WRITTEN EXERCISE: Please copy all of the rows below word for word, leaving the pictures out of your copy.

SUPPLIED INFORMATION:
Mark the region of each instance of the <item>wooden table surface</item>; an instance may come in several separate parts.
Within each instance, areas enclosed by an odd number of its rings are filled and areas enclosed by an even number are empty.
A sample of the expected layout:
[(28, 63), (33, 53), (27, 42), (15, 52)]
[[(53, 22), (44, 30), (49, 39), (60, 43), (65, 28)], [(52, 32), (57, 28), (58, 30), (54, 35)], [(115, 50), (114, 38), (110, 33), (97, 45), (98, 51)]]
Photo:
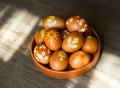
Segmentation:
[[(120, 88), (120, 0), (0, 0), (0, 88)], [(69, 80), (34, 66), (29, 44), (46, 15), (80, 15), (102, 42), (97, 65)]]

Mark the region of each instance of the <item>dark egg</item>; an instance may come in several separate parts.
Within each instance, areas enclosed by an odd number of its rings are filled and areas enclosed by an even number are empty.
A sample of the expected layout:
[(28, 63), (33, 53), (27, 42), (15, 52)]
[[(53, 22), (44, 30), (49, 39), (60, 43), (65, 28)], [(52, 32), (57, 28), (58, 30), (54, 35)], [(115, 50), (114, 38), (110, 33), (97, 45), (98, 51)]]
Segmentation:
[(88, 53), (95, 53), (98, 49), (98, 40), (94, 36), (87, 36), (82, 50)]
[(84, 44), (84, 36), (80, 32), (70, 33), (62, 43), (64, 51), (72, 53), (79, 50)]
[(34, 48), (34, 57), (41, 64), (48, 64), (51, 57), (51, 50), (44, 44), (36, 45)]
[(46, 16), (43, 19), (43, 27), (45, 29), (56, 28), (62, 30), (65, 28), (65, 21), (58, 16)]
[(67, 29), (63, 30), (62, 31), (62, 39), (65, 39), (69, 34), (70, 34), (70, 32)]
[(73, 69), (79, 69), (87, 65), (91, 60), (89, 53), (85, 51), (77, 51), (71, 54), (69, 64)]
[(35, 43), (40, 44), (43, 43), (43, 37), (45, 35), (46, 29), (40, 29), (36, 34), (35, 34)]
[(62, 45), (62, 36), (59, 30), (49, 29), (44, 36), (44, 42), (46, 46), (51, 50), (58, 50)]
[(53, 70), (65, 70), (68, 66), (68, 56), (63, 50), (55, 51), (50, 58), (50, 67)]
[(88, 30), (88, 23), (80, 16), (72, 16), (66, 20), (66, 27), (70, 32), (79, 31), (83, 33)]

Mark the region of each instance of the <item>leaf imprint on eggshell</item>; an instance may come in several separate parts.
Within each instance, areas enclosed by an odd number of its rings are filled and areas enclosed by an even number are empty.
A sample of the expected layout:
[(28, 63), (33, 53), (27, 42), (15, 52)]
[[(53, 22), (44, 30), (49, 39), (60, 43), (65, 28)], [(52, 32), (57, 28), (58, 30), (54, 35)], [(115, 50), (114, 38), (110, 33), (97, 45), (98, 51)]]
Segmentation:
[(78, 43), (79, 42), (79, 38), (74, 38), (72, 41), (72, 44)]
[(70, 44), (72, 42), (72, 38), (69, 37), (68, 40), (67, 40), (67, 42)]
[(52, 22), (54, 20), (55, 16), (49, 16), (49, 18), (47, 19), (47, 22)]
[(78, 45), (71, 45), (71, 48), (77, 48), (78, 47)]
[(41, 37), (42, 37), (42, 38), (44, 37), (45, 32), (46, 32), (46, 30), (45, 30), (45, 29), (42, 29), (42, 30), (41, 30)]
[(58, 53), (58, 56), (60, 57), (60, 61), (63, 61), (66, 57), (66, 54), (65, 54), (65, 52), (61, 51)]

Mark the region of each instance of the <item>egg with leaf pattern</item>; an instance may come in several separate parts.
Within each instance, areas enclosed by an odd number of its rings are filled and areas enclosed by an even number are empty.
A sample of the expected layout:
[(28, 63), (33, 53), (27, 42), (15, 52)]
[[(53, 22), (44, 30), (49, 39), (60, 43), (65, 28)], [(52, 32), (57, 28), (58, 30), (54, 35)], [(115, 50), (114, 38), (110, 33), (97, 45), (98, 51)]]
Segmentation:
[(43, 38), (45, 35), (46, 29), (42, 28), (35, 34), (35, 43), (41, 44), (44, 42)]
[(84, 44), (84, 36), (80, 32), (71, 32), (62, 43), (64, 51), (72, 53), (79, 50)]
[(65, 70), (68, 66), (68, 56), (63, 50), (55, 51), (50, 58), (50, 67), (53, 70)]
[(62, 36), (59, 30), (49, 29), (44, 36), (46, 46), (51, 50), (58, 50), (62, 46)]
[(65, 28), (65, 21), (61, 17), (49, 15), (43, 19), (43, 27), (47, 30), (51, 28), (63, 30)]

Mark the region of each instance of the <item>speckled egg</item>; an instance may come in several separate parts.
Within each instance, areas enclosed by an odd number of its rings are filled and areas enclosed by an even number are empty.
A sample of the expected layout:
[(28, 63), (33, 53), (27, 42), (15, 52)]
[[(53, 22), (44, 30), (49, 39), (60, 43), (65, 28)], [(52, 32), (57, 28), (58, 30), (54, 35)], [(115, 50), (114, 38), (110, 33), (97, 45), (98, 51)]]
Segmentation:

RESULT OF THE EXERCISE:
Mark the region of each instance of the <item>wooden table surface</item>; an instance may come in several separate parts.
Within each instance, areas enclosed by an odd number of its rings are filled and areas enclosed by an even number are empty.
A sample of the expected layout:
[(28, 63), (33, 53), (27, 42), (15, 52)]
[[(53, 22), (44, 30), (49, 39), (60, 43), (65, 28)], [(52, 32), (57, 28), (58, 30), (54, 35)], [(115, 50), (114, 38), (110, 33), (97, 45), (98, 51)]]
Photo:
Segmentation:
[[(120, 88), (120, 0), (0, 0), (0, 88)], [(69, 80), (34, 66), (29, 44), (46, 15), (80, 15), (102, 42), (97, 65)]]

Mark the region of each instance of the <item>dark egg</item>; an instance may come in several separate parts.
Within each instance, areas enclosed by an odd number of its rings are filled and areas enclosed by an even number are empty.
A sample of the expected layout:
[(28, 63), (33, 53), (27, 42), (15, 52)]
[[(53, 22), (44, 30), (49, 39), (60, 43), (65, 28)], [(52, 32), (57, 28), (58, 30), (54, 35)], [(115, 50), (114, 38), (110, 33), (97, 45), (98, 51)]]
Segmentation:
[(88, 53), (95, 53), (98, 49), (98, 40), (94, 36), (87, 36), (82, 50)]
[(84, 44), (84, 36), (80, 32), (70, 33), (62, 43), (64, 51), (72, 53), (79, 50)]
[(34, 48), (34, 57), (41, 64), (48, 64), (51, 57), (51, 50), (44, 44), (36, 45)]
[(46, 16), (43, 19), (43, 27), (45, 29), (56, 28), (62, 30), (65, 28), (65, 21), (58, 16)]
[(67, 29), (63, 30), (62, 31), (62, 39), (65, 39), (69, 34), (70, 34), (70, 32)]
[(73, 69), (79, 69), (87, 65), (91, 60), (89, 53), (85, 51), (77, 51), (71, 54), (69, 64)]
[(35, 43), (40, 44), (43, 43), (43, 37), (45, 35), (46, 29), (40, 29), (36, 34), (35, 34)]
[(62, 45), (62, 36), (59, 30), (49, 29), (44, 36), (44, 42), (46, 46), (51, 50), (58, 50)]
[(53, 70), (65, 70), (68, 66), (68, 56), (63, 50), (55, 51), (50, 58), (50, 67)]
[(88, 30), (88, 23), (80, 16), (72, 16), (66, 20), (66, 27), (70, 32), (79, 31), (83, 33)]

Mark the region of each instance of the <item>leaf imprint on eggshell</item>; an instance may come in several separate parts.
Within each instance, areas enclosed by an odd number of its rings are filled and areas enclosed by an even number are empty.
A sample of the expected layout:
[(28, 63), (33, 53), (27, 42), (15, 52)]
[[(53, 22), (44, 30), (49, 39), (60, 43), (65, 28)], [(52, 32), (57, 28), (58, 30), (54, 35)], [(115, 50), (114, 38), (110, 33), (97, 45), (98, 51)]]
Segmentation:
[(78, 43), (79, 42), (79, 38), (74, 38), (72, 41), (72, 44)]
[(70, 44), (72, 42), (72, 38), (69, 37), (68, 40), (67, 40), (67, 42)]
[(52, 22), (54, 20), (55, 16), (49, 16), (49, 18), (47, 19), (47, 22)]
[(78, 45), (71, 45), (71, 48), (77, 48), (78, 47)]
[(41, 37), (42, 37), (42, 38), (44, 37), (45, 32), (46, 32), (46, 30), (45, 30), (45, 29), (42, 29), (42, 30), (41, 30)]
[(58, 53), (58, 56), (60, 57), (60, 61), (63, 61), (66, 57), (66, 54), (65, 54), (65, 52), (61, 51)]

Mark the region of each instance of the <item>egg with leaf pattern</item>; an instance may come in several separate parts.
Within each instance, areas enclosed by an odd number of its rings are filled and areas enclosed by an even number are empty.
A sample of the expected layout:
[(28, 63), (33, 53), (27, 42), (15, 52)]
[[(53, 22), (44, 30), (49, 39), (60, 43), (65, 28)], [(52, 32), (57, 28), (58, 30), (54, 35)], [(115, 50), (114, 38), (110, 33), (97, 45), (98, 51)]]
Segmentation:
[(43, 38), (45, 35), (46, 29), (42, 28), (35, 34), (35, 43), (41, 44), (44, 42)]
[(84, 44), (84, 36), (80, 32), (71, 32), (62, 43), (64, 51), (72, 53), (79, 50)]
[(65, 70), (68, 66), (68, 56), (63, 50), (55, 51), (50, 58), (50, 67), (53, 70)]
[(62, 36), (59, 30), (49, 29), (44, 36), (46, 46), (51, 50), (58, 50), (62, 46)]
[(65, 28), (65, 21), (61, 17), (49, 15), (43, 19), (43, 27), (47, 30), (51, 28), (63, 30)]

Mark the region of each instance of the <item>speckled egg</item>; an instance may come in several separate parts.
Within each instance, areas enclosed by an odd number of its rings are filled and areas enclosed by an even number are empty.
A sample of the expected layout:
[(28, 63), (33, 53), (27, 42), (15, 52)]
[[(53, 22), (44, 30), (49, 39), (60, 43), (65, 28)], [(52, 32), (57, 28), (58, 30), (54, 35)], [(115, 50), (114, 38), (110, 33), (97, 45), (98, 51)]]
Segmentation:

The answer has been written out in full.